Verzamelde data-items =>
--*--
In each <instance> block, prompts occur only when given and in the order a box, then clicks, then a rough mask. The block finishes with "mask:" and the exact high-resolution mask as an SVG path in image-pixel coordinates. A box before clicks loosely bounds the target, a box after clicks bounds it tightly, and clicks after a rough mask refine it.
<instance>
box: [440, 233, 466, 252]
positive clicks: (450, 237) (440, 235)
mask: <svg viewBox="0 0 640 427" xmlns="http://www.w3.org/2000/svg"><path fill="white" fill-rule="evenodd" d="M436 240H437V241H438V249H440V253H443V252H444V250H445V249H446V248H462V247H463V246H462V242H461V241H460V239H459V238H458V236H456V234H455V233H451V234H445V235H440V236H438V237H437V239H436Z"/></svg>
--*--
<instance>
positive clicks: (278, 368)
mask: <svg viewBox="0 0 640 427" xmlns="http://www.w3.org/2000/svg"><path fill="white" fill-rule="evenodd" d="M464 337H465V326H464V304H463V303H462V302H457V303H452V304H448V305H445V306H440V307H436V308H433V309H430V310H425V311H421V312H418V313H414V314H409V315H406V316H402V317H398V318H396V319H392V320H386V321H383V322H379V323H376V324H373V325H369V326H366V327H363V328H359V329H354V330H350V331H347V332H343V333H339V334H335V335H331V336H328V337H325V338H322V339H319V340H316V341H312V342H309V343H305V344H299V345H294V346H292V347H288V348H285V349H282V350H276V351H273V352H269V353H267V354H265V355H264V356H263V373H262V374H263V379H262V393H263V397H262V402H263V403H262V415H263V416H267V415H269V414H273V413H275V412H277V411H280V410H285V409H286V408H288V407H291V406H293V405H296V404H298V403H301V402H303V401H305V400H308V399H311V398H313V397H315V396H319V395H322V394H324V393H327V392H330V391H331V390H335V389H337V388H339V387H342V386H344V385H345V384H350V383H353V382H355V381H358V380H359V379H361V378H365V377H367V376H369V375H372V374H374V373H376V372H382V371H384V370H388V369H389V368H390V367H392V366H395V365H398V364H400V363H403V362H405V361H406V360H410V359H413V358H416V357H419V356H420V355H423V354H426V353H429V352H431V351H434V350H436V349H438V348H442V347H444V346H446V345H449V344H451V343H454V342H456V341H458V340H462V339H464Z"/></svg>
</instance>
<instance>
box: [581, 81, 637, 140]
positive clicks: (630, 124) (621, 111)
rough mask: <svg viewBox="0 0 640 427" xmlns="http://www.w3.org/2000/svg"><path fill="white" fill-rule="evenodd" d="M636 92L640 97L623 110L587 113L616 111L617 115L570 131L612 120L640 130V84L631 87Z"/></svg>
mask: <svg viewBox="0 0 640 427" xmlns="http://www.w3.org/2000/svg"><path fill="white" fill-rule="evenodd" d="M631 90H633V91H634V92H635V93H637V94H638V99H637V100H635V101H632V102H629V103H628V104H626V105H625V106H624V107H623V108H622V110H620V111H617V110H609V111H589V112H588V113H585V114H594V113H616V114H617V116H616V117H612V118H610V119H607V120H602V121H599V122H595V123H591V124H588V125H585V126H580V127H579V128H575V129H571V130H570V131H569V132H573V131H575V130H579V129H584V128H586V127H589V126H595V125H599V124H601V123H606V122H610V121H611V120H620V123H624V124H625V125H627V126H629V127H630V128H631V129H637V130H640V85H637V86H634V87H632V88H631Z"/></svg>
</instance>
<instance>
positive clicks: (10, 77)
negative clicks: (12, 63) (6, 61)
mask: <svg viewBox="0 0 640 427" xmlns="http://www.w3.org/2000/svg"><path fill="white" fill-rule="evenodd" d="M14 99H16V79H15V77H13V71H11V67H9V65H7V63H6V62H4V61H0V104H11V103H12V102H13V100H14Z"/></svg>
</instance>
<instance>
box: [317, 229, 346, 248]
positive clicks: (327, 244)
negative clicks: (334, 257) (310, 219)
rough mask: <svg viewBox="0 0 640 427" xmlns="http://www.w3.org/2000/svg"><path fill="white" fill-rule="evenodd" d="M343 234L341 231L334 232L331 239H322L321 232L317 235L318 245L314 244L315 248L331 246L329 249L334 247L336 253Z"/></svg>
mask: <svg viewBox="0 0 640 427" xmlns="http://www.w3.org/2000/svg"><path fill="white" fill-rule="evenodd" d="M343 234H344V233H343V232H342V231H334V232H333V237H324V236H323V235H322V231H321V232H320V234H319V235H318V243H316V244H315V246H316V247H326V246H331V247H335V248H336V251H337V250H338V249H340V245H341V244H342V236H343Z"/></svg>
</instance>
--*--
Over deze oefening => Tel hoeveel regels van de bovenstaande items het woord "positive" bevatten. Geef uitsluitend dat aantal.

Antwoord => 5